_What the task asks_. Retype the entries exactly; omit all pictures.

+ + +

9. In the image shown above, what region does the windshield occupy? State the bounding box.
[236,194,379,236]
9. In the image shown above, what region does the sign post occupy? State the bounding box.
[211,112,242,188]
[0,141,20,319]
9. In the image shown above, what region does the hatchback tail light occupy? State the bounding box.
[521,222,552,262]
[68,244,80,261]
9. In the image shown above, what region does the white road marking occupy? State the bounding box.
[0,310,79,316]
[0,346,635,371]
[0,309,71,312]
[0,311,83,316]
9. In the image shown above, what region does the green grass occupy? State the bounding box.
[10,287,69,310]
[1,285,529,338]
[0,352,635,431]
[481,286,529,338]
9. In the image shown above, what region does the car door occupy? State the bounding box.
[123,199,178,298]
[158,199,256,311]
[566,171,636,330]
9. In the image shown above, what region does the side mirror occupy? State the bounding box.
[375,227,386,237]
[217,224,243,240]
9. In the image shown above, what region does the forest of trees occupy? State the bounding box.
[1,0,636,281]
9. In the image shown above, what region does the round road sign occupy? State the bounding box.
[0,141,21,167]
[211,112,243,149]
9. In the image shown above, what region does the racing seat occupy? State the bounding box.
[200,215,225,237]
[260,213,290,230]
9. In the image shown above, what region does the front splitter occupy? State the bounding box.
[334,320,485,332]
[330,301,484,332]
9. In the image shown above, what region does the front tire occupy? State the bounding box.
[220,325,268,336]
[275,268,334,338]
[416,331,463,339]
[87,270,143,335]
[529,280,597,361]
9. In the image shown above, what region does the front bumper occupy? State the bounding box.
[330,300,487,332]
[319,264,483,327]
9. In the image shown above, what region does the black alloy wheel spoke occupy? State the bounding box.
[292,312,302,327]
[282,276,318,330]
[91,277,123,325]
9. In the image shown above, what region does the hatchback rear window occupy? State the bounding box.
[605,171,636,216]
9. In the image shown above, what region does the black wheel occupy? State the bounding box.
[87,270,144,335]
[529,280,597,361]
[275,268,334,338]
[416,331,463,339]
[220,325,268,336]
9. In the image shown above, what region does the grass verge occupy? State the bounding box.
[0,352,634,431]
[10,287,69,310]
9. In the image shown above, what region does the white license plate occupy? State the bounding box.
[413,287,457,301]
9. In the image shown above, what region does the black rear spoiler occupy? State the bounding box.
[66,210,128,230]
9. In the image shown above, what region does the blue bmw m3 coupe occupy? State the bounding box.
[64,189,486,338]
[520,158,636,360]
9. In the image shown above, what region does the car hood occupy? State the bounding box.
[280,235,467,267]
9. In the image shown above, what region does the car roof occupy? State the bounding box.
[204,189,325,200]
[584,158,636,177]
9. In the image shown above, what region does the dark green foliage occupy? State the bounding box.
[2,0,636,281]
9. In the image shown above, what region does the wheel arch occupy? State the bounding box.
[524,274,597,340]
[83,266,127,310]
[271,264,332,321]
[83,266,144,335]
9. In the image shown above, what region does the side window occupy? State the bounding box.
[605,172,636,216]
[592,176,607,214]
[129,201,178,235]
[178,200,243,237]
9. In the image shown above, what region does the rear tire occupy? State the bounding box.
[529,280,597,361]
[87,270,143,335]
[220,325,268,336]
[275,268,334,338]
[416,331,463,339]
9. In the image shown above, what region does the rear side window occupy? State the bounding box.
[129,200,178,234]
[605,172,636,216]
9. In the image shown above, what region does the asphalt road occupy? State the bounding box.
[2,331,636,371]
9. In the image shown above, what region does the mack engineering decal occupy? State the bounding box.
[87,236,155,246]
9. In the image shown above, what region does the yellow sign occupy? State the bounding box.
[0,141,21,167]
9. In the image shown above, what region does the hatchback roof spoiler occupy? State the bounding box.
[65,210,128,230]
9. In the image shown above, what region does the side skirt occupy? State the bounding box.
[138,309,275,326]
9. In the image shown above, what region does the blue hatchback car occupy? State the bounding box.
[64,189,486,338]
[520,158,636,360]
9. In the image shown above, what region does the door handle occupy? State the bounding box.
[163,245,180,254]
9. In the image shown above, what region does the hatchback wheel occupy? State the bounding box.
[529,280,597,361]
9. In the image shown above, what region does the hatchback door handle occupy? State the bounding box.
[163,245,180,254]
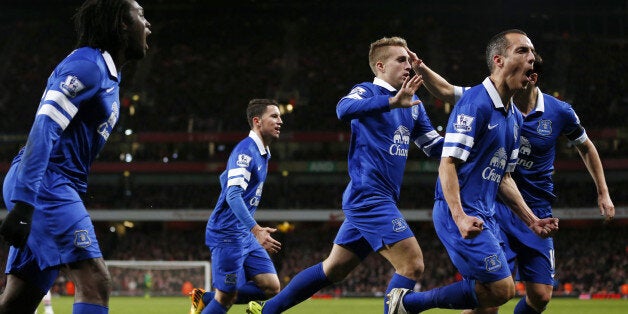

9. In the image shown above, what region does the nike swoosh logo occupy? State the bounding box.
[106,87,115,93]
[18,221,28,225]
[488,123,498,130]
[258,166,262,171]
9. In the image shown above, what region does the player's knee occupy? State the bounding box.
[485,280,515,306]
[263,282,281,298]
[395,257,424,281]
[528,291,551,310]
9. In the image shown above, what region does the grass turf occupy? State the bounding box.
[38,295,627,313]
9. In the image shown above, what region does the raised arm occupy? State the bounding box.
[575,139,615,221]
[406,48,456,104]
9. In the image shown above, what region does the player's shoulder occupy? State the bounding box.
[345,82,376,99]
[541,92,575,115]
[55,47,106,82]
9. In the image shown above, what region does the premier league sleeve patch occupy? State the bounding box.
[454,114,474,133]
[60,75,85,98]
[236,154,252,168]
[345,86,367,100]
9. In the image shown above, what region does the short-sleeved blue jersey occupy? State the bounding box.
[512,87,587,211]
[9,47,121,206]
[436,78,523,218]
[337,77,443,210]
[206,131,270,246]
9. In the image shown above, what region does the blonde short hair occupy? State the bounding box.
[368,36,408,75]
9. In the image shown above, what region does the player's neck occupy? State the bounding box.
[514,86,537,115]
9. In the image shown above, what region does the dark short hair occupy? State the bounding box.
[533,52,544,75]
[485,29,528,72]
[74,0,133,52]
[246,99,279,128]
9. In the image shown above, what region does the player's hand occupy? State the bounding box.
[529,217,559,238]
[405,48,423,71]
[453,214,484,239]
[252,225,282,254]
[0,201,34,248]
[597,193,614,223]
[389,74,423,109]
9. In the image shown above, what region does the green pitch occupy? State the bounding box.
[38,296,626,313]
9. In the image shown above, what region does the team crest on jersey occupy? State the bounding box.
[74,230,92,248]
[453,114,474,133]
[236,154,252,167]
[537,119,552,136]
[60,75,85,98]
[346,86,367,99]
[391,218,408,232]
[484,254,502,272]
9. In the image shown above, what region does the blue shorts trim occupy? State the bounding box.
[334,202,414,260]
[433,200,511,283]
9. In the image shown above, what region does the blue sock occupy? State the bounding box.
[264,262,332,314]
[514,297,541,314]
[202,282,266,305]
[201,299,227,314]
[73,302,108,314]
[202,291,215,306]
[384,273,416,314]
[404,279,479,312]
[235,281,267,303]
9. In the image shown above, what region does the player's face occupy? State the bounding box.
[501,33,535,90]
[124,0,151,60]
[379,46,412,90]
[259,105,282,143]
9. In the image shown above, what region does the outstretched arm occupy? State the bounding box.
[575,139,615,221]
[498,173,559,238]
[406,48,456,104]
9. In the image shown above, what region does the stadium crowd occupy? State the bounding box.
[0,221,624,297]
[0,0,626,307]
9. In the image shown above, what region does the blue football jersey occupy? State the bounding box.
[10,47,121,206]
[512,88,587,212]
[337,77,443,210]
[436,78,523,217]
[206,131,270,245]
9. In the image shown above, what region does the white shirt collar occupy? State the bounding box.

+ + +

_Response area_.
9. In the image shown above, what region does the windshield occupy? State the bounding box.
[236,194,379,236]
9. In the image shown above, what region does the sign post occupy? State the bounding box.
[211,112,242,188]
[0,141,20,319]
9. In the image shown above, what region does the hatchback tail light occupy? State the bounding box.
[521,222,552,262]
[68,244,80,261]
9. In the image shown above, what region does the white road marking occupy? State the bounding box.
[0,310,79,316]
[0,346,635,371]
[0,309,71,312]
[0,311,83,316]
9. In the image shown above, what region does the green grass occupy? State the bounding box.
[10,287,69,310]
[1,285,529,338]
[0,352,635,431]
[481,286,529,338]
9. In the image shown above, what region does the car door occupy? State the bounding box.
[123,199,178,298]
[158,199,256,311]
[566,171,636,330]
9. In the image shown above, what region does the side mirror occupy? State the bounding box.
[375,227,386,237]
[217,224,243,240]
9. In the image shown above, what region does the forest of trees occupy? State the bounding box.
[1,0,636,281]
9. In the image shown above, what region does the round road sign occupy? State the bounding box.
[0,141,21,167]
[211,112,243,149]
9. In the image shown above, what region does the racing seat occupy? State the bounding box.
[200,215,225,237]
[260,213,290,230]
9. In the image shown above, what region does the front splitter occupy? State the bounding box.
[334,320,485,332]
[330,301,484,332]
9. In the image shown above, what region does the front tire occupy? State the bounding box.
[220,325,268,336]
[275,268,334,338]
[416,331,463,339]
[87,270,143,335]
[529,280,597,361]
9. In the image shown above, what region does the front bumper occupy? State the bounding box.
[330,300,487,332]
[319,264,483,327]
9. In the image shown above, what region does the black alloy wheel spoke occupy? State the bounding box.
[292,312,302,327]
[282,276,318,330]
[91,277,123,325]
9. In the image shown above, what region does the hatchback rear window occupy? State the bounding box.
[605,171,636,216]
9. In the image shown above, what region does the black wheel occupy? State the bounding box.
[87,270,144,335]
[529,280,597,361]
[275,268,334,338]
[416,331,463,339]
[220,325,268,336]
9. In the image shown above, what region does the grass verge occupy? State the bounding box.
[0,352,634,431]
[10,287,69,310]
9. In the image shown above, what region does the white license plate occupy? State the bounding box.
[413,287,457,301]
9. In the image shown above, what region does the black rear spoiler occupy? State the bounding box.
[66,210,128,230]
9. In the image shown above, what region does the blue bmw m3 coupe occupy? State the bounding box.
[64,189,486,338]
[520,158,636,360]
9. In the image shown above, what region does the car hood occupy? State the bounding box.
[280,235,467,267]
9. In the image shown above, what region does the car roof occupy? State the bounding box.
[204,189,325,200]
[584,158,636,177]
9. In the image shown above, what region does the dark green foliage occupy? State the bounding box.
[2,0,636,281]
9. In the image shown above, what region does the wheel arch occupy? State the bounding box.
[524,274,597,340]
[83,266,127,310]
[271,264,332,321]
[83,266,144,335]
9. In the image shown above, what region does the side window occupy? State the bounding box.
[605,172,636,216]
[592,176,607,214]
[129,201,178,235]
[178,200,243,237]
9. In the image shown above, what region does the rear tire occupy? State the bounding box.
[529,280,597,361]
[87,270,143,335]
[220,325,268,336]
[275,268,334,338]
[416,331,463,339]
9. In the image shown above, what region does the rear side window occupy? State the bounding box.
[129,200,178,234]
[605,172,636,216]
9. In the image shown above, what region does the asphalt road occupy? State the bounding box.
[2,331,636,371]
9. In the image shown above, what region does the mack engineering decal occupy? State the bounding box.
[87,236,155,246]
9. In the image shown above, what region does the yellow sign occupy? State the bounding box.
[0,141,21,167]
9. In the image shown above, what region does the hatchback roof spoiler occupy? State the bounding box.
[65,210,128,230]
9. In the image shown above, what region does the side skirt occupy? State the bounding box.
[138,309,275,326]
9. In the image shown above, what region does the blue hatchback car occupy? State the bounding box.
[64,189,486,338]
[520,158,636,360]
9. In the image shown above, what region does the door handle occupy? State the bounding box.
[163,245,180,254]
9. In the image shown above, what region does the hatchback wheel occupy? State the bounding box.
[529,280,597,361]
9. In the image shown above, what region does the hatchback door handle occupy? State the bounding box.
[163,245,180,254]

9. In the image shown above, what region does the nike swoosh logo occupy? State the bounding box.
[106,87,115,93]
[18,221,28,225]
[488,123,498,130]
[258,166,262,171]
9. In the image shown above, what region does the player's knee occupy? State the bounding box.
[485,280,515,306]
[263,282,281,298]
[395,257,424,281]
[528,291,551,310]
9. In the image shown above, what region does the grass turf occupy? State the bounding box.
[38,295,627,313]
9. In the image shown above, what region does the raised arm occupy? State the bounding box.
[575,139,615,221]
[406,48,456,104]
9. In the image shown above, what region does the player's shoulder occupy? State the bounding box.
[345,82,376,99]
[541,92,575,115]
[55,47,106,82]
9. In the image shown above, what region does the premier league sleeve patch occupy? State the bounding box.
[454,114,474,133]
[60,75,85,98]
[236,154,252,168]
[345,86,367,100]
9. In the image shown above, what region does the short-sleeved blue jersey occupy? State the bounding box.
[512,87,587,211]
[9,47,121,206]
[436,78,523,218]
[337,77,443,210]
[206,131,270,246]
9. In the image shown above, what region does the blonde short hair occupy? State the bounding box.
[368,36,408,75]
9. In the image shown above, what region does the player's neck occupy? State the bounding box.
[514,86,537,115]
9. In the image shown above, what region does the dark short hair occupy? State the bounding box.
[533,52,544,75]
[485,29,528,72]
[74,0,133,52]
[246,99,279,128]
9. In the image shown above, what region does the player's hand occupy? State the bounding box.
[529,217,559,238]
[405,48,423,71]
[453,214,484,239]
[252,225,282,254]
[0,201,34,248]
[597,193,614,223]
[389,74,423,109]
9. In the image shown above, what region does the green pitch occupy? State the bounding box.
[38,296,626,313]
9. In the image shown above, what region does the team crest on jersey occupy? State the bounding box.
[74,230,92,248]
[453,114,474,133]
[236,154,252,167]
[537,119,552,136]
[60,75,85,98]
[346,86,367,99]
[391,218,408,232]
[484,254,502,272]
9. In the image shown above, what region does the blue shorts trim occupy? State the bounding box.
[334,202,414,260]
[433,200,511,283]
9. In the image shown above, what region does the blue sock occupy? State the bounding box.
[264,262,332,314]
[514,297,541,314]
[202,282,266,305]
[201,299,227,314]
[73,302,108,314]
[202,291,215,306]
[384,273,416,314]
[404,279,479,312]
[235,281,267,303]
9. In the image shown above, what region does the player's face occupy? State the bounding box.
[501,33,535,90]
[124,0,151,60]
[379,46,412,90]
[259,105,282,143]
9. In the image shown above, what region does the outstretched arm occupy? State the bounding box.
[575,139,615,221]
[498,173,559,238]
[406,48,456,104]
9. In the image shown above, what region does the stadium crowd occupy? State the bounding box.
[0,221,624,297]
[0,0,626,307]
9. In the image shown above, what region does the blue football jersey occupy? State the bounding box.
[10,47,121,206]
[512,88,587,212]
[337,77,443,210]
[436,78,523,217]
[206,131,270,245]
9. In the image shown above, what region does the white shirt collar occupy? State the bounding box.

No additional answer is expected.